Aim of the task » Search the records below for the line containing "Target: beige apron". Output that line and all later lines exactly; output nothing else.
(Material shown Opens)
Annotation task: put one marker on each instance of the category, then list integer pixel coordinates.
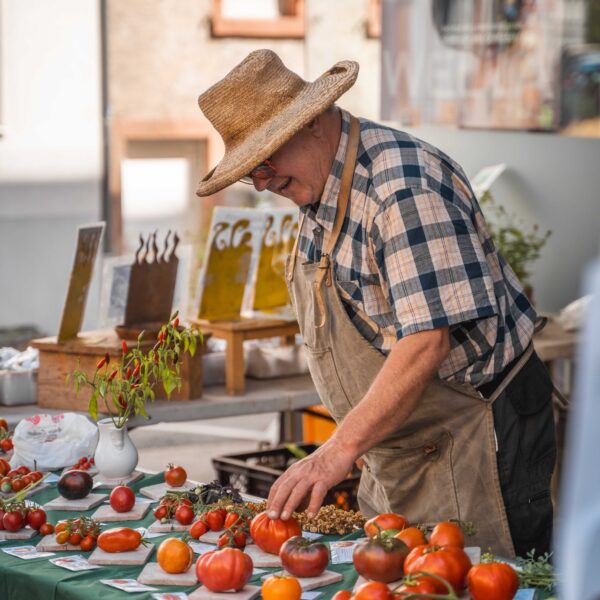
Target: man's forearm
(394, 393)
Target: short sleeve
(429, 254)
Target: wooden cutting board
(312, 583)
(153, 574)
(248, 593)
(108, 514)
(23, 534)
(262, 559)
(157, 491)
(135, 557)
(81, 505)
(169, 527)
(101, 482)
(49, 544)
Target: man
(417, 333)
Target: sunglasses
(263, 171)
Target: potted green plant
(520, 246)
(124, 387)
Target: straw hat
(259, 106)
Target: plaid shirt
(415, 254)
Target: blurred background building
(99, 116)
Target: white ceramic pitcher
(115, 455)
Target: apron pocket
(327, 381)
(417, 478)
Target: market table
(38, 579)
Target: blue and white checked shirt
(415, 254)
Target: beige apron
(442, 463)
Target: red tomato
(450, 563)
(492, 581)
(447, 533)
(383, 522)
(175, 476)
(122, 498)
(380, 559)
(215, 519)
(13, 520)
(198, 528)
(224, 570)
(373, 590)
(412, 537)
(269, 534)
(36, 518)
(304, 558)
(184, 514)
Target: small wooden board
(135, 557)
(169, 527)
(23, 534)
(35, 490)
(154, 574)
(49, 544)
(101, 482)
(312, 583)
(157, 491)
(81, 505)
(250, 592)
(108, 514)
(262, 559)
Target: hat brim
(264, 141)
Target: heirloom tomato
(269, 534)
(447, 533)
(373, 590)
(303, 558)
(383, 522)
(380, 558)
(174, 555)
(175, 476)
(119, 539)
(450, 563)
(281, 587)
(122, 498)
(492, 581)
(412, 537)
(224, 570)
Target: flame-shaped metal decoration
(Material shown Closes)
Written solution »
Target: beige apron
(442, 463)
Target: red tomato
(450, 563)
(492, 581)
(447, 533)
(383, 522)
(175, 476)
(122, 498)
(380, 559)
(215, 519)
(13, 520)
(198, 528)
(224, 570)
(373, 590)
(412, 537)
(269, 534)
(36, 518)
(304, 558)
(184, 514)
Target: small wooden board
(135, 557)
(169, 527)
(23, 534)
(35, 490)
(154, 574)
(49, 544)
(101, 482)
(312, 583)
(157, 491)
(81, 505)
(250, 592)
(108, 514)
(262, 559)
Target: hat brim
(264, 141)
Target: heirloom tomato
(269, 534)
(447, 533)
(373, 590)
(303, 558)
(383, 522)
(380, 558)
(174, 555)
(175, 476)
(119, 539)
(450, 563)
(281, 587)
(122, 498)
(492, 581)
(412, 537)
(224, 570)
Target: flame-shaped metal decoration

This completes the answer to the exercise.